With global attention on Glasgow this autumn, we look at what construction professionals can expect from the COP26 international summit of 2021

An introduction to COP26

COP26, the 26th annual Conference of the Parties, is an international UN summit with over 190 attendees collaborating to combat climate change. The UK, being this year’s conference host, aims to continue working to stay within the 1.5-degree global warming threshold through enormous reductions of greenhouse gas emissions and transitioning to a low carbon economy.

Pursuing the success previously achieved at the COP21 2015 summit – responsible for the formation of the momentous Paris Climate Accord – COP26 focuses this year on putting the targets set in 2015 into action. However, like many summits prior to COP26, this feat has proven difficult as a collaborative effort, with the NDC (Nationally Determined Contributions) 2030 target fast approaching.

Amongst numerous topics of debate, the summit spotlights the built environment and climate impact in the construction sector. A focus, in particular, being the ‘Building to COP26’ forum: a largescale sector effort for developing zero carbon emission buildings, to be both energy efficient and resilient, optimistically by 2030. This conference includes full building decarbonisation targets, collaboration between sector stakeholders and government, and full policies and implementation measures into NDC agreements.

With the UKGBC, the UK’s Green Building Council, being a participant in the summit, greater attention has been paid to the construction industry as a contributor of emissions amidst the climate impact. This year’s conference will include an entire day dedicated to the built environment in the second week of the summit on November 11, titled ‘The Cities, Regions & Built Environment Day’.

(Coordinate annotation records)
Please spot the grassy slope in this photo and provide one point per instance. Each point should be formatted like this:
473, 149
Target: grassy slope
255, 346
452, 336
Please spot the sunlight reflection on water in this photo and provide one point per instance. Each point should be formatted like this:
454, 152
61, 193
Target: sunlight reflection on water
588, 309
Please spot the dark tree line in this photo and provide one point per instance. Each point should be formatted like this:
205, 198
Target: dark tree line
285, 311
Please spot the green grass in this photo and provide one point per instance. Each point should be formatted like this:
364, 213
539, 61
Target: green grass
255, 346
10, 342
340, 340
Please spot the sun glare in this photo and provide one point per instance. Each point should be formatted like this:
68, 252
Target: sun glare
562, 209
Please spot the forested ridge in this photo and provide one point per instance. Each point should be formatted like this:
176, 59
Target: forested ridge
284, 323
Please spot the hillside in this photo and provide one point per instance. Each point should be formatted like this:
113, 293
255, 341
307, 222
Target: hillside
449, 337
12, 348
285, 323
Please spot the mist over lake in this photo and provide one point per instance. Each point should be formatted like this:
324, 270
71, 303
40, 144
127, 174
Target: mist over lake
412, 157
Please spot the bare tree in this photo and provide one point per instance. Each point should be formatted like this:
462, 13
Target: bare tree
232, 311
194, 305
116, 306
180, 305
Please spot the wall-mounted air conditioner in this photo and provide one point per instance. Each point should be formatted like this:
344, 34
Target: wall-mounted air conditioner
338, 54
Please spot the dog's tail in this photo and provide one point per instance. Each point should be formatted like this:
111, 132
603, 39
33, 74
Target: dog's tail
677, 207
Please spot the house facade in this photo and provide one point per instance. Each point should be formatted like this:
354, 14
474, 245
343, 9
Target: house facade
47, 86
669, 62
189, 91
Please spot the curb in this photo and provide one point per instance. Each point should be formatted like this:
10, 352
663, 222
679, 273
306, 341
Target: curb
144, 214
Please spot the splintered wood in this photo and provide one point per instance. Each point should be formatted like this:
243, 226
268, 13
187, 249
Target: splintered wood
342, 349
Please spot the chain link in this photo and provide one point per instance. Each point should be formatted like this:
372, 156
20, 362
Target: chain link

▸ **BRIEF**
Reproduce the whole COP26 text word for word.

▸ **WRITTEN RESPONSE**
With global attention on Glasgow this autumn, we look at what construction professionals can expect from the COP26 international summit of 2021

An introduction to COP26

COP26, the 26th annual Conference of the Parties, is an international UN summit with over 190 attendees collaborating to combat climate change. The UK, being this year’s conference host, aims to continue working to stay within the 1.5-degree global warming threshold through enormous reductions of greenhouse gas emissions and transitioning to a low carbon economy.

Pursuing the success previously achieved at the COP21 2015 summit – responsible for the formation of the momentous Paris Climate Accord – COP26 focuses this year on putting the targets set in 2015 into action. However, like many summits prior to COP26, this feat has proven difficult as a collaborative effort, with the NDC (Nationally Determined Contributions) 2030 target fast approaching.

Amongst numerous topics of debate, the summit spotlights the built environment and climate impact in the construction sector. A focus, in particular, being the ‘Building to COP26’ forum: a largescale sector effort for developing zero carbon emission buildings, to be both energy efficient and resilient, optimistically by 2030. This conference includes full building decarbonisation targets, collaboration between sector stakeholders and government, and full policies and implementation measures into NDC agreements.

With the UKGBC, the UK’s Green Building Council, being a participant in the summit, greater attention has been paid to the construction industry as a contributor of emissions amidst the climate impact. This year’s conference will include an entire day dedicated to the built environment in the second week of the summit on November 11, titled ‘The Cities, Regions & Built Environment Day’.